BEGIN Passage provided

Baggage Check

Maybe we all go through life a little bit scarred.  Maybe we all carry around some of the baggage from our formative years that we just can’t put down.  Some obviously have a harder time with this than others.  Some may have had little or no trauma in their lives, and some may truly be scarred for life.

Now, in my mid-50’s (yikes, just when did that happen?) I can report honestly that I try not to let my past get in my way.  Sometimes it happens anyway.  Maybe it’s inevitable.

Just this week I have realized, all too pointedly, that some people may never outgrow the evils perpetrated upon them by their parents.  Their darkest moments as children may resurface decades later in some of the most unexpected ways.  Individuals, couples, and families may be struggling with powerful issues they can’t shake off:  insecurity, loneliness, abandonment.

Because I can no longer stop myself from writing, I am now in the midst of capturing some of my own childhood in words.  To put it in counseling speak:  my family of origin certainly did a good job of hiding some of its dysfunctional aspects from the rest of the world.  And now, decades later, these words are literally pouring from my brain through my fingertips and onto the blank pages on my screen.  Pouring from a faucet that is impossible to turn off.

A happier moment in 1967.

A happier moment in 1967.

There are a few people in this world who already know the story – my siblings and a handful of close, long-time friends.  And I acknowledge that this memoir is something I may never show to anyone.  Yet I can’t stop writing.  I am watching the re-runs in my head and trying to capture every scene on paper; the fabulous and the terrible.  It’s a wonderful and horrible obsession.  Maybe in some ways this is therapy.

Growing up is not easy sometimes.  The main reason is that parents are people, too.  Mine were not perfect, but only in this long distance hindsight do I see clearly how many struggles they really had.  It has taken an adult assessment to look honestly and critically and find some perspective.

So I write.  I have not chosen to tackle this very personal look at alcoholism.  It has chosen me.

But here is my greatest wish:  that my husband and I have passed along as few of our own demons as possible to our children.  They deserve better.  I would like nothing better than for them to think back on their growing up years as mainly happy and healthy.  I hope even their worst childhood memories are not too traumatic.

Each of us comes with some flaws.  Having spent a considerable amount of time facing down my own over the years, I will not bore you with those details.  In addition, I refuse to lay any blame for my own troubles at the feet of my parents.  Instead, I very firmly believe that stuff happens; and after that, life is what we make of it.   Sure, our choices may be colored by our past.  But as adults we have to own those choices.

So if I choose less drama it’s because I’ve already had enough to last a lifetime.  Peace is very compelling.  I wonder if someday I can find it within my own head.

END Passage provided

In the essay on childhood baggage, swap "hindsight" for "retrospect" and write out the part that opens with the words containing "Growing up is" and closes with "find some perspective.".

BEGIN The data

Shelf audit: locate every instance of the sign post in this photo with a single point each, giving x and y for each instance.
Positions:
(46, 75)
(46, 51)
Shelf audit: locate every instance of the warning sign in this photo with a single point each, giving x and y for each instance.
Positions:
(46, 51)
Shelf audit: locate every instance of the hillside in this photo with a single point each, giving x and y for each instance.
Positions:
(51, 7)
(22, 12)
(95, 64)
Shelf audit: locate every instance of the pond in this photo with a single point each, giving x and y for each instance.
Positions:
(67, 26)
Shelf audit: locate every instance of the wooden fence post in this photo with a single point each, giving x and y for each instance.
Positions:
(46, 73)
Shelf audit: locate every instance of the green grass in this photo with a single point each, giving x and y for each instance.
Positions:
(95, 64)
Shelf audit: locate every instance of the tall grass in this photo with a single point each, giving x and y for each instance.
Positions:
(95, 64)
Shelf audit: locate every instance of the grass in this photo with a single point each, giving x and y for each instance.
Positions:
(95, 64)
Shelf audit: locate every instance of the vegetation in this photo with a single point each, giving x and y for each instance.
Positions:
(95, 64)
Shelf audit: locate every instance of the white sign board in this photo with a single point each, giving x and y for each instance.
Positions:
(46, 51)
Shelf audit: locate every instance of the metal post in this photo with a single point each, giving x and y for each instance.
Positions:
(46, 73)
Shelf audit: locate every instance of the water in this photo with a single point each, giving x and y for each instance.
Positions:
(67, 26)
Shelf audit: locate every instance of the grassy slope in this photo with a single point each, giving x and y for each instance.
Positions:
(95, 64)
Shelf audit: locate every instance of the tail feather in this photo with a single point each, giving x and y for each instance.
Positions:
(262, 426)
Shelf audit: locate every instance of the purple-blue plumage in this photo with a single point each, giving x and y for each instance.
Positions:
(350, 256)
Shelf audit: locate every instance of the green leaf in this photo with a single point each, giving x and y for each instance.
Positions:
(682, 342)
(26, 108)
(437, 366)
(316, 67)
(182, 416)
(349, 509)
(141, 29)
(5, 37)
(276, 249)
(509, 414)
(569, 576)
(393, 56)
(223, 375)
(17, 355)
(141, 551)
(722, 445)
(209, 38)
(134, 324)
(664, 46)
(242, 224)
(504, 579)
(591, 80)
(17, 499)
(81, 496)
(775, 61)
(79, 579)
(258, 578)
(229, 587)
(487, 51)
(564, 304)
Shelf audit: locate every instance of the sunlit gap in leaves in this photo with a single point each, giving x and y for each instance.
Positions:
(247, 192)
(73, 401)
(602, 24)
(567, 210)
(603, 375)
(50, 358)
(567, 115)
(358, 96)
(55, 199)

END The data

▶ Answer section:
Growing up is not easy sometimes.  The main reason is that parents are people, too.  Mine were not perfect, but only in this long distance retrospect do I see clearly how many struggles they really had.  It has taken an adult assessment to look honestly and critically and find some perspective.